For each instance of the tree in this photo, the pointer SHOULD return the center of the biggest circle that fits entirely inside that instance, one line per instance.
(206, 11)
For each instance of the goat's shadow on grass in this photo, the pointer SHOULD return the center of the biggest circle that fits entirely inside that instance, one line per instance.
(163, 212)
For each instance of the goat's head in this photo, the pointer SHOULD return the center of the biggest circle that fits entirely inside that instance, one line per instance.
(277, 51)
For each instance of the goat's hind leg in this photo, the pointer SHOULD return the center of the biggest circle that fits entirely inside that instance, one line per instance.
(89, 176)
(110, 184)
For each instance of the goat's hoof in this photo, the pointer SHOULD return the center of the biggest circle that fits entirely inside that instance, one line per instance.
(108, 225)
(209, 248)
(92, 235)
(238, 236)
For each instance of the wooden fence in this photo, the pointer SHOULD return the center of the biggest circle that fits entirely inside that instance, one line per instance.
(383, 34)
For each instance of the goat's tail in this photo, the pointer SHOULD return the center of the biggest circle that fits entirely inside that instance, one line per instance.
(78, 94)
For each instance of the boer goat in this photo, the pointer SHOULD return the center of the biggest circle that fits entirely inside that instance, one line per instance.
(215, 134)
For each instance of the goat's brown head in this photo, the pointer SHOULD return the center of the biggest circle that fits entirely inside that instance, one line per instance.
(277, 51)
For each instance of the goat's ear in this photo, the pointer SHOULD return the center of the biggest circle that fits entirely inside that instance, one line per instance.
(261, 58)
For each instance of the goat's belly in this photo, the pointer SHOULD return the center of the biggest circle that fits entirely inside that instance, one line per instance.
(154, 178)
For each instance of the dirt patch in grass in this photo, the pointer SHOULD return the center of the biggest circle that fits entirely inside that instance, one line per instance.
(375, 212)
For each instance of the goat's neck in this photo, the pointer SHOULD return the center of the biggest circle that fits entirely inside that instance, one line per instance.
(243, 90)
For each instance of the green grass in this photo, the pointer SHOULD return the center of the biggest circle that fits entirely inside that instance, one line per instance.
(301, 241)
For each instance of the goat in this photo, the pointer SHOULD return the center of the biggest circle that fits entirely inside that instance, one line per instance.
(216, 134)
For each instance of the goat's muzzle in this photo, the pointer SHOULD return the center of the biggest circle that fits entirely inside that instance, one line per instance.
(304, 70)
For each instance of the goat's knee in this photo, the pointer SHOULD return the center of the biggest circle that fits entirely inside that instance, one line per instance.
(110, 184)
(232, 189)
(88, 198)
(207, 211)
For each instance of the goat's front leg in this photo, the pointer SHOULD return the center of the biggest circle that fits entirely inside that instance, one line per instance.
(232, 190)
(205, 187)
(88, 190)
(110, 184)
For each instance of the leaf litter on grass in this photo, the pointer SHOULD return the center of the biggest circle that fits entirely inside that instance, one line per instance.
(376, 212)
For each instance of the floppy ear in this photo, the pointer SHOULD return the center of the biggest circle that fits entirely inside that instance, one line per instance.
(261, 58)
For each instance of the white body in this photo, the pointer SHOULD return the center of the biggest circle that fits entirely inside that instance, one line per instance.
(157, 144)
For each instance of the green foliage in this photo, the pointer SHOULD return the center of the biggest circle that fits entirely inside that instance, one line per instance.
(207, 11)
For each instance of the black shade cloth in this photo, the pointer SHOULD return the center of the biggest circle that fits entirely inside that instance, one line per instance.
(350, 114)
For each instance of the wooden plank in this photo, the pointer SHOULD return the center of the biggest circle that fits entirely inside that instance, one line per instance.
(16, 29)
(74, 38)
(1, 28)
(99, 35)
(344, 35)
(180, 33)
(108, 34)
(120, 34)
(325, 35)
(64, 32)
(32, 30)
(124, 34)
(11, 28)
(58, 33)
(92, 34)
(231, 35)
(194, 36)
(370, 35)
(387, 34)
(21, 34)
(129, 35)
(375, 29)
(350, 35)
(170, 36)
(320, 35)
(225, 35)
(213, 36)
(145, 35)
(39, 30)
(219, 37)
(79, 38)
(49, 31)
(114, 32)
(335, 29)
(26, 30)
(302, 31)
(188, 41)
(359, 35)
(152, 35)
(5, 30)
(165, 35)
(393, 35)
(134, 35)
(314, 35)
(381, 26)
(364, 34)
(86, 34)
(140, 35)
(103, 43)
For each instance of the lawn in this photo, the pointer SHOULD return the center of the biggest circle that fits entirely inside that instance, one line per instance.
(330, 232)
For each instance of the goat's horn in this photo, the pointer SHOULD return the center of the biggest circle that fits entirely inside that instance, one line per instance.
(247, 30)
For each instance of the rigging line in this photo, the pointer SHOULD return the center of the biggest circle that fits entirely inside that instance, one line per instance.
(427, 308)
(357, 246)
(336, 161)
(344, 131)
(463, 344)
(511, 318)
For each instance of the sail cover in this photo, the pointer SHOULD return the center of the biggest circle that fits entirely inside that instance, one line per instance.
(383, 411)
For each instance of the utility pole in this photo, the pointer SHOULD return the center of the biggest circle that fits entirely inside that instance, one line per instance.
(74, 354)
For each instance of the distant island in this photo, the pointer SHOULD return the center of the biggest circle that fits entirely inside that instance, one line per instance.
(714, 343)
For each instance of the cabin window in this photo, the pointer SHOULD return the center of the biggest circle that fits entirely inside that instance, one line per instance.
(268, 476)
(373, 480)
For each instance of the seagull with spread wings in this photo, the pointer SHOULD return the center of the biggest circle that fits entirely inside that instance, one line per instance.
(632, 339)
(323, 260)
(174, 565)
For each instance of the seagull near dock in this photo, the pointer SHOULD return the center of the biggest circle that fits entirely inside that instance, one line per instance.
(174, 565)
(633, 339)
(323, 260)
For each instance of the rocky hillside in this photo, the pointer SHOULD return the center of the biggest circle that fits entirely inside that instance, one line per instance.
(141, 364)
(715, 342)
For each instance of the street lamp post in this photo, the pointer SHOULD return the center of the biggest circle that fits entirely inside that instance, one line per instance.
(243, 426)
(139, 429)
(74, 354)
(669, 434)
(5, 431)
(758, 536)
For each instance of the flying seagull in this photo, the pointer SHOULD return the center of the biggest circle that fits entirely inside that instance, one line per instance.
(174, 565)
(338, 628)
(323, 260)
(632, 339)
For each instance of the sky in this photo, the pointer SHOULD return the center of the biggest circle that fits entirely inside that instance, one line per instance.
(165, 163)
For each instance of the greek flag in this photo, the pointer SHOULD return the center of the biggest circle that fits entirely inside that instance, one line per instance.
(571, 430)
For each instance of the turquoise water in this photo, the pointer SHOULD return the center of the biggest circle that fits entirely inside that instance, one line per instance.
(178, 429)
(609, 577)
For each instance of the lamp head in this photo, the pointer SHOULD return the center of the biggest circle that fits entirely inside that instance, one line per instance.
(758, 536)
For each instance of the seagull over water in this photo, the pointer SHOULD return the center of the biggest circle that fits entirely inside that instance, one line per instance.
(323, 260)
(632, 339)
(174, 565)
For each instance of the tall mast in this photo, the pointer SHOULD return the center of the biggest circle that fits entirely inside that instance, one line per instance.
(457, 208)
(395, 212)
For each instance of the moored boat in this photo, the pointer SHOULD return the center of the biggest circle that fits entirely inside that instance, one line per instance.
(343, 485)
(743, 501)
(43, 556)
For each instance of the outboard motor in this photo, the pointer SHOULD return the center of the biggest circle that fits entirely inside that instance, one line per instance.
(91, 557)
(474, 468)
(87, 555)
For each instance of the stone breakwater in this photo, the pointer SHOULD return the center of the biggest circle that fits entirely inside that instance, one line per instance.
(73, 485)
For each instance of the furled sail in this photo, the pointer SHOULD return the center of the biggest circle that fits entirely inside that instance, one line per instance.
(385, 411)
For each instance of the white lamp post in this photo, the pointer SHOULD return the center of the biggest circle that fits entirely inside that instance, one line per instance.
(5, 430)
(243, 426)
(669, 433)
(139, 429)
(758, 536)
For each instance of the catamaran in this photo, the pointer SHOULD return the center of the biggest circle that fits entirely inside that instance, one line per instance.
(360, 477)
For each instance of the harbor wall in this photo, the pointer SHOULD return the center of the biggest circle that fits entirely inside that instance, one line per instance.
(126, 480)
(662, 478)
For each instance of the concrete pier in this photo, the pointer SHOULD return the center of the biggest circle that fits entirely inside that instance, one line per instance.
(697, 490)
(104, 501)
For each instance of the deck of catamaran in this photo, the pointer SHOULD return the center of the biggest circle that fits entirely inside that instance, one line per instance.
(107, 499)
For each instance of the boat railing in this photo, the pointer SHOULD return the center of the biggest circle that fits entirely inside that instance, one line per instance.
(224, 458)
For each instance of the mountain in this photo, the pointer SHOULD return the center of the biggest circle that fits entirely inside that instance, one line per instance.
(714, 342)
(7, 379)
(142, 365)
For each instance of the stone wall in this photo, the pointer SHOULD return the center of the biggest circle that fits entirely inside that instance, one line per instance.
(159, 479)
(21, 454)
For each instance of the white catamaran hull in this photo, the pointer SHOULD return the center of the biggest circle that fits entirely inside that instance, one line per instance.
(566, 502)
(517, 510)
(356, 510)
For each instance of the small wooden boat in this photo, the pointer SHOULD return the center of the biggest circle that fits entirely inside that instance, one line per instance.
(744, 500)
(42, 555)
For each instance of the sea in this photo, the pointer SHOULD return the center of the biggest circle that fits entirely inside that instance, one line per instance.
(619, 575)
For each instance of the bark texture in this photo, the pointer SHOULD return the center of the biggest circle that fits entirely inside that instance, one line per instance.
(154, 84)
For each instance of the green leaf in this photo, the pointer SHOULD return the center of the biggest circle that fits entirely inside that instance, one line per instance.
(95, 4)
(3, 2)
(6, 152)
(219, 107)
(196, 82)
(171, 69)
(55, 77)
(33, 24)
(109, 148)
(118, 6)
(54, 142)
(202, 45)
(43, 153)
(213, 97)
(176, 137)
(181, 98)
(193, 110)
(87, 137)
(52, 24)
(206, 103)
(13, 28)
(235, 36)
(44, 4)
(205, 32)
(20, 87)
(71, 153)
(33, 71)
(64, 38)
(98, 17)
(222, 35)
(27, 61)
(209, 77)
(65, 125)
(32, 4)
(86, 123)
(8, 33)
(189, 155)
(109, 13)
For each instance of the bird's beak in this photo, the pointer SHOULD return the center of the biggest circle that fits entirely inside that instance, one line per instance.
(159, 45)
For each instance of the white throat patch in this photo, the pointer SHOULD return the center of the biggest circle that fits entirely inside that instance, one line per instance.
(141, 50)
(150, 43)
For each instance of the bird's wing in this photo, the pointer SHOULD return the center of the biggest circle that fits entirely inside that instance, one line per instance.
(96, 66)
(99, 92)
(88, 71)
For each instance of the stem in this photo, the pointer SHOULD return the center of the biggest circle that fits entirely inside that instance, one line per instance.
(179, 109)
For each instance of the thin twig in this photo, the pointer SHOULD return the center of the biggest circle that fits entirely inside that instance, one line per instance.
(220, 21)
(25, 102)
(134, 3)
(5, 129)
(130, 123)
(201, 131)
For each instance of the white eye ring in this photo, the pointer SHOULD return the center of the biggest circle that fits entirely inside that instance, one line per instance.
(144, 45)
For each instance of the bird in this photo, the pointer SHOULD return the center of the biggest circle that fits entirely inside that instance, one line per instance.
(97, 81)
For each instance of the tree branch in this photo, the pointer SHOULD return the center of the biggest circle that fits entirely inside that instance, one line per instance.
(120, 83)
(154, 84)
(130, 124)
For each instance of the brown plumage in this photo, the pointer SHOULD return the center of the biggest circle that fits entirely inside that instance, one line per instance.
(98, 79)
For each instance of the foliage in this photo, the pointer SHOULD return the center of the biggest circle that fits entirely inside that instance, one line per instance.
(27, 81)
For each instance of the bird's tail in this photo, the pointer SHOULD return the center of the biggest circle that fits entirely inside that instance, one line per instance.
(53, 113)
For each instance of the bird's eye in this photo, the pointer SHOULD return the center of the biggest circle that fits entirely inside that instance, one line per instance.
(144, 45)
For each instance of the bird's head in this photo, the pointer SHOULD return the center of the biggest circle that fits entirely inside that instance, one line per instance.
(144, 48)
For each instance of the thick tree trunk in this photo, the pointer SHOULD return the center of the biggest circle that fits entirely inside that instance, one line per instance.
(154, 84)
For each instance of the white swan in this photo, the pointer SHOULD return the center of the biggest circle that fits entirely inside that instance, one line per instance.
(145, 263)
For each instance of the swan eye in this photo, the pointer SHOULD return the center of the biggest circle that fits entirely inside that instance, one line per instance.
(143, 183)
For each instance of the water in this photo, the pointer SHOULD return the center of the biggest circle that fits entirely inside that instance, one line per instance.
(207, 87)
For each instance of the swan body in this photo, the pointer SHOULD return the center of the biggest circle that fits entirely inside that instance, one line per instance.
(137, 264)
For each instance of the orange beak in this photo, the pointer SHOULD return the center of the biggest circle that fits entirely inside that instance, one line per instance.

· · · · · · ·

TASK DETAILS:
Repeat only the stretch of lines that opens with the line containing "For each instance of the bird's tail" and closes with the final line of the entries, both included, exactly as written.

RESULT OF THE TASK:
For each instance of the bird's tail in this photo, the pointer SHOULD return the center of the biggest circle that fits entirely inside that instance, one line per instance.
(53, 113)
For each instance of the bird's eye in this photo, the pointer SHOULD return the center of the biggest circle that fits entirely inside that instance, one line per instance.
(144, 45)
For each instance of the bird's head in this photo, the pointer SHOULD return the center of the biggest circle that fits entirely inside that instance, one line per instance.
(144, 48)
For each instance of the thick tree trunk in this photo, the pointer SHOULD return the center of the biggest circle that fits entirely inside that instance, one line per instance.
(154, 84)
For each instance of the white swan in this photo, the pointer SHOULD return the center of the biggest circle that fits entirely inside that instance, one line per instance.
(145, 263)
For each instance of the swan eye in this photo, the pointer SHOULD return the center of the biggest circle that fits entirely inside that instance, one line per instance.
(143, 183)
For each instance of the water in this photo, the pointer SHOULD return the center of the biggest circle that fits entirely inside that instance, one line per instance.
(207, 87)
For each instance of the swan body in this photo, the pointer SHOULD return the center of the biggest circle that fits entirely inside that instance, one line per instance.
(137, 264)
For each instance of the orange beak in this photo, the pointer SHOULD return the center of the biggest circle that fits entirely inside that instance, one line per instance.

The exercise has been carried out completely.